Dataset records →
%%

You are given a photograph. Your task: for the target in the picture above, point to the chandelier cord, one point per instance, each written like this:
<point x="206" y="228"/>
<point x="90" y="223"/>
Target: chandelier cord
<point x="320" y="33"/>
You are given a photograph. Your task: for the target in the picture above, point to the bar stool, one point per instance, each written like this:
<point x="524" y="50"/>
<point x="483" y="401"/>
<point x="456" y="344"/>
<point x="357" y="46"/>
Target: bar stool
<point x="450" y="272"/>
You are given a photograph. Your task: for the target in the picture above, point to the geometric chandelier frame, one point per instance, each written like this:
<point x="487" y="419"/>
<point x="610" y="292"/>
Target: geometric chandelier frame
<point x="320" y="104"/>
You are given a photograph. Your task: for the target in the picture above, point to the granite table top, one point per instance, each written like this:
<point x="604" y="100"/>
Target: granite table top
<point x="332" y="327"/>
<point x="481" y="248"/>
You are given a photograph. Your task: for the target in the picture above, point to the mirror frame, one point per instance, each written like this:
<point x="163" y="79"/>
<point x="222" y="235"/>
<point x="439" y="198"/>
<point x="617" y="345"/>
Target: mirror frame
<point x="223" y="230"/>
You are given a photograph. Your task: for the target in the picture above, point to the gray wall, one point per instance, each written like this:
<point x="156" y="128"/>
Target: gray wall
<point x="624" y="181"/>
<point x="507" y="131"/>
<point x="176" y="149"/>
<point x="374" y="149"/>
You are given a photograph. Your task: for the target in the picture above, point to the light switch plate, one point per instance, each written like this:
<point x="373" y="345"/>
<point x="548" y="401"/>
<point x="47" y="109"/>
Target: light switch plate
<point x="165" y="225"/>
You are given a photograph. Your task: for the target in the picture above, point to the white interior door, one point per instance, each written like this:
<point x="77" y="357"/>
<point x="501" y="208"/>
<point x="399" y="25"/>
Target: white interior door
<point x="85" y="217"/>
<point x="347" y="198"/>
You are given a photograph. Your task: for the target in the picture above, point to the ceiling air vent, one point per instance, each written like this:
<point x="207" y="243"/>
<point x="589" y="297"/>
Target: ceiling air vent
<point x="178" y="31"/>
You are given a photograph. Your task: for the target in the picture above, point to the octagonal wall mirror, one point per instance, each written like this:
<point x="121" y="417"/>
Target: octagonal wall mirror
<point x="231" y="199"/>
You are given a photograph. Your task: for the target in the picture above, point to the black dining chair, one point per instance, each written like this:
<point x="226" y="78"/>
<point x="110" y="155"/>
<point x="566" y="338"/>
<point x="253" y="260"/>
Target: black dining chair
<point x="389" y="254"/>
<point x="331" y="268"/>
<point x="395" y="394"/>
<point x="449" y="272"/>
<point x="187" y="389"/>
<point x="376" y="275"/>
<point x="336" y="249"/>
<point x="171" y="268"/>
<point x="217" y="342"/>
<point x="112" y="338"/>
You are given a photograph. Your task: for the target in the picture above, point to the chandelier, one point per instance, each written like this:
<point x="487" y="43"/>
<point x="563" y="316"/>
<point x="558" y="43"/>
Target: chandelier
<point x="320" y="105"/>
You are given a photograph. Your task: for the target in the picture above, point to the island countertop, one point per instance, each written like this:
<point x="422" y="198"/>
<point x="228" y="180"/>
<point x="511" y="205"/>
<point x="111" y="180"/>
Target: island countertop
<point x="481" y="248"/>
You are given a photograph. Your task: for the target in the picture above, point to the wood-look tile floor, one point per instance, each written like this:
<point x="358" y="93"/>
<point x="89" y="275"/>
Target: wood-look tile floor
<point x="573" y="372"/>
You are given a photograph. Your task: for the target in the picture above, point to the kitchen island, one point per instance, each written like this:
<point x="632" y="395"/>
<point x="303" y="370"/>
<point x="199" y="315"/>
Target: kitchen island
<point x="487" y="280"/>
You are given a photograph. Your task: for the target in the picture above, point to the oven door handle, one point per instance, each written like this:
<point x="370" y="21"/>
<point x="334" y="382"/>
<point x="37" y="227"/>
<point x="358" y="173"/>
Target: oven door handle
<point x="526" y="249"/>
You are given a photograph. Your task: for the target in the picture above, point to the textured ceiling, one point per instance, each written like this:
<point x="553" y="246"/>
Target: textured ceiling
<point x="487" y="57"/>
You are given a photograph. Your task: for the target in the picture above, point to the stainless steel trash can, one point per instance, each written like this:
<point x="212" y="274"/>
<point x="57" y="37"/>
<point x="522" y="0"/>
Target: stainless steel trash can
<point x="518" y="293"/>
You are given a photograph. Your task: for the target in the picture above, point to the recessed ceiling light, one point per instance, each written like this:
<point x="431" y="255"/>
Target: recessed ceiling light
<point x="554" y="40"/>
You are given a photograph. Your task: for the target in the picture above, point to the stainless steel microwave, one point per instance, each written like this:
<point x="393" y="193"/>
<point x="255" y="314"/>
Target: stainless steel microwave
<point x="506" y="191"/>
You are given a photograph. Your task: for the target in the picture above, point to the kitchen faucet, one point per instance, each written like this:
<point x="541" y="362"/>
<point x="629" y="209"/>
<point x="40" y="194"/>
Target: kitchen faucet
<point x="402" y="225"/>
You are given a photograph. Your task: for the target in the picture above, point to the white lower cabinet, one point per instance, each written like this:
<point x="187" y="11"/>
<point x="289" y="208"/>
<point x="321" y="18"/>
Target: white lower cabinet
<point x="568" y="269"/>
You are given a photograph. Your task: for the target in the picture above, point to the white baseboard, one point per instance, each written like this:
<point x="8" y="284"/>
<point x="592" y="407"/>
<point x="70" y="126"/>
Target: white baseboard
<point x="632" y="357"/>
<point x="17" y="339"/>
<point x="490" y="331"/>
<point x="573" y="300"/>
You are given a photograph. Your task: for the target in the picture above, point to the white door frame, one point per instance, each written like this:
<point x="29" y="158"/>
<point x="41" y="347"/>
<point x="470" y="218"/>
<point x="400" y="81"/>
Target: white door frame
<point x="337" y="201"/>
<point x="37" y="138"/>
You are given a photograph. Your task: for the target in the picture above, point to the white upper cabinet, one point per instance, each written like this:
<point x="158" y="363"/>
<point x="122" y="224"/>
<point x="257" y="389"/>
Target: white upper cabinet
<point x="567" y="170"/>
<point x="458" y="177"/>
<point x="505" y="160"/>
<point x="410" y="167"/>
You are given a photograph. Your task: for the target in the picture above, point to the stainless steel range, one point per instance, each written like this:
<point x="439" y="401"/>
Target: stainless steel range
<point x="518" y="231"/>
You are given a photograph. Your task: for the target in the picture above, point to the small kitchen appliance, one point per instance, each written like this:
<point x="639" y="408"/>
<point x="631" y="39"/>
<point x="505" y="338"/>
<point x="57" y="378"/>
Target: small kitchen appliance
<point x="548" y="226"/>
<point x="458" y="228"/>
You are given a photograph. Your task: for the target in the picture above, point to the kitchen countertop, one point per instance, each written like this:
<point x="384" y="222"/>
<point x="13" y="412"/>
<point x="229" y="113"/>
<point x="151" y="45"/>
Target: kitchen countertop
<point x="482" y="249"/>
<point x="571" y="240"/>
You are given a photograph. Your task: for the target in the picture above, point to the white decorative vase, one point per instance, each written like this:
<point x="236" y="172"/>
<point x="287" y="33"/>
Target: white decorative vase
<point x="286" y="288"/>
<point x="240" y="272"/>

%%

WHAT TO WORK ON →
Your task is to print all of the records exactly.

WORKED SOLUTION →
You are given a photograph. Your task: for the target in the picture above, point to the chandelier cord, one point per instance, each written like this:
<point x="206" y="228"/>
<point x="90" y="223"/>
Target: chandelier cord
<point x="320" y="33"/>
You are given a photograph. Your task: for the target in the picture above, point to the bar stool, one point per instance, each written like this:
<point x="524" y="50"/>
<point x="483" y="401"/>
<point x="456" y="344"/>
<point x="357" y="46"/>
Target: bar stool
<point x="450" y="272"/>
You are given a photograph. Your task: for the target in the picture above, point to the geometric chandelier frame, one point per instance, each written like this:
<point x="487" y="419"/>
<point x="610" y="292"/>
Target: geometric chandelier frame
<point x="320" y="104"/>
You are given a photograph. Your task: for the target in the picture above, point to the granite table top, one point per instance, each written like this:
<point x="604" y="100"/>
Target: granite table top
<point x="332" y="327"/>
<point x="481" y="248"/>
You are given a photograph. Your task: for the target in the picture above, point to the mirror frame, one point per instance, each written like this:
<point x="163" y="79"/>
<point x="222" y="235"/>
<point x="439" y="198"/>
<point x="617" y="345"/>
Target: mirror frame
<point x="223" y="230"/>
You are given a photograph. Your task: for the target in the picture above, point to the gray wall, one point per instance, each written like this:
<point x="156" y="128"/>
Target: gray wall
<point x="624" y="181"/>
<point x="507" y="131"/>
<point x="176" y="149"/>
<point x="374" y="149"/>
You are given a photograph. Your task: for the target in the picture above, point to the light switch plate, one point per instance, each written like this:
<point x="373" y="345"/>
<point x="548" y="401"/>
<point x="47" y="109"/>
Target: light switch plate
<point x="165" y="225"/>
You are given a photograph. Your task: for the target in the picture above, point to the white interior door, one point per instance, each written like this:
<point x="77" y="357"/>
<point x="501" y="208"/>
<point x="399" y="25"/>
Target: white interior door
<point x="85" y="217"/>
<point x="347" y="198"/>
You are given a photograph. Your task: for the target in the picture above, point to the ceiling air vent, one point per instance, each written like this:
<point x="207" y="243"/>
<point x="589" y="297"/>
Target: ceiling air vent
<point x="178" y="31"/>
You are given a photograph. Your task: for the target in the picture above, point to the octagonal wall mirror, one point per instance, each written like this:
<point x="121" y="417"/>
Target: octagonal wall mirror
<point x="231" y="199"/>
You are given a photograph. Your task: for the target in the picture above, point to the black dining chair, one point per instance, each written like this:
<point x="226" y="78"/>
<point x="110" y="155"/>
<point x="566" y="338"/>
<point x="253" y="260"/>
Target: black dining chair
<point x="389" y="254"/>
<point x="331" y="268"/>
<point x="395" y="394"/>
<point x="449" y="272"/>
<point x="187" y="389"/>
<point x="376" y="275"/>
<point x="336" y="249"/>
<point x="171" y="268"/>
<point x="217" y="342"/>
<point x="112" y="338"/>
You are given a photograph. Your task: for the target in the picture above, point to the chandelier, one point per instance, each written like this:
<point x="487" y="43"/>
<point x="563" y="316"/>
<point x="558" y="43"/>
Target: chandelier
<point x="320" y="105"/>
You are given a photograph. Your task: for the target in the picture above, point to the island countertop, one point per instance, each written like this:
<point x="422" y="198"/>
<point x="228" y="180"/>
<point x="511" y="205"/>
<point x="111" y="180"/>
Target: island countertop
<point x="481" y="248"/>
You are given a photograph. Your task: for the target in the picture above, point to the wood-look tile floor, one point per instance, each written like this:
<point x="358" y="93"/>
<point x="89" y="275"/>
Target: wood-look tile floor
<point x="573" y="372"/>
You are given a photograph. Your task: for the target in the picture above, point to the kitchen island, one point per instance, each written like this:
<point x="632" y="395"/>
<point x="303" y="370"/>
<point x="199" y="315"/>
Target: kitchen island
<point x="487" y="280"/>
You are given a photograph. Your task: for the target in the picture above, point to the oven door handle, one point per instance, each written like this:
<point x="370" y="21"/>
<point x="334" y="382"/>
<point x="37" y="227"/>
<point x="358" y="173"/>
Target: oven door handle
<point x="526" y="249"/>
You are given a photograph. Your task: for the target in the picture above, point to the textured ceiling, one point per instance, each written like this:
<point x="553" y="246"/>
Target: textured ceiling
<point x="487" y="57"/>
You are given a photograph. Your task: for the target in the picture above, point to the stainless steel trash can, one point per instance, each written like this:
<point x="212" y="274"/>
<point x="57" y="37"/>
<point x="522" y="0"/>
Target: stainless steel trash can
<point x="518" y="293"/>
You are given a photograph. Your task: for the target in the picture above, point to the recessed ceiling light, one point per instance, each written like this:
<point x="431" y="255"/>
Target: recessed ceiling light
<point x="554" y="40"/>
You are given a photograph. Your task: for the target in the picture above, point to the stainless steel microwave, one point per instance, each written like this:
<point x="393" y="193"/>
<point x="255" y="314"/>
Target: stainless steel microwave
<point x="506" y="191"/>
You are given a photograph. Your task: for the target in the picture above, point to the kitchen faucet, one point per instance, each written like this:
<point x="541" y="362"/>
<point x="629" y="209"/>
<point x="40" y="194"/>
Target: kitchen faucet
<point x="402" y="225"/>
You are given a photograph. Your task: for the target in the picture above, point to the white lower cabinet, one point per instance, each written like this:
<point x="187" y="11"/>
<point x="289" y="208"/>
<point x="321" y="18"/>
Target: white lower cabinet
<point x="568" y="269"/>
You are given a photograph. Your task: for the target in the picture above, point to the white baseboard, one point per instance, each written like this:
<point x="8" y="284"/>
<point x="592" y="407"/>
<point x="70" y="126"/>
Target: white baseboard
<point x="632" y="357"/>
<point x="17" y="339"/>
<point x="490" y="331"/>
<point x="573" y="300"/>
You are given a photograph. Your task: for the target in the picture above, point to the white door frame, one point per instance, each written like this:
<point x="29" y="158"/>
<point x="41" y="347"/>
<point x="470" y="218"/>
<point x="400" y="81"/>
Target: white door frame
<point x="337" y="201"/>
<point x="37" y="138"/>
You are given a photograph. Your task: for the target in the picture above, point to the white upper cabinet, one point per instance, each written like this:
<point x="158" y="363"/>
<point x="122" y="224"/>
<point x="257" y="389"/>
Target: white upper cabinet
<point x="567" y="170"/>
<point x="458" y="177"/>
<point x="505" y="160"/>
<point x="410" y="167"/>
You are given a photograph. Your task: for the target in the picture above, point to the stainless steel range, one point per instance, each written like this:
<point x="439" y="401"/>
Target: stainless steel range
<point x="518" y="231"/>
You are given a photograph. Your task: for the target in the picture above, point to the small kitchen appliance, one point per instance, each written like this:
<point x="639" y="408"/>
<point x="631" y="39"/>
<point x="505" y="338"/>
<point x="57" y="378"/>
Target: small kitchen appliance
<point x="548" y="226"/>
<point x="458" y="228"/>
You are given a photograph. Your task: for the target in the picture above, point to the kitchen countertop, one point per instance, each written like this:
<point x="384" y="222"/>
<point x="13" y="412"/>
<point x="229" y="113"/>
<point x="151" y="45"/>
Target: kitchen countertop
<point x="482" y="249"/>
<point x="571" y="240"/>
You are given a photograph. Your task: for the target in the picture above, point to the white decorative vase, one point per instance, each written like this:
<point x="236" y="172"/>
<point x="287" y="33"/>
Target: white decorative vase
<point x="286" y="288"/>
<point x="240" y="272"/>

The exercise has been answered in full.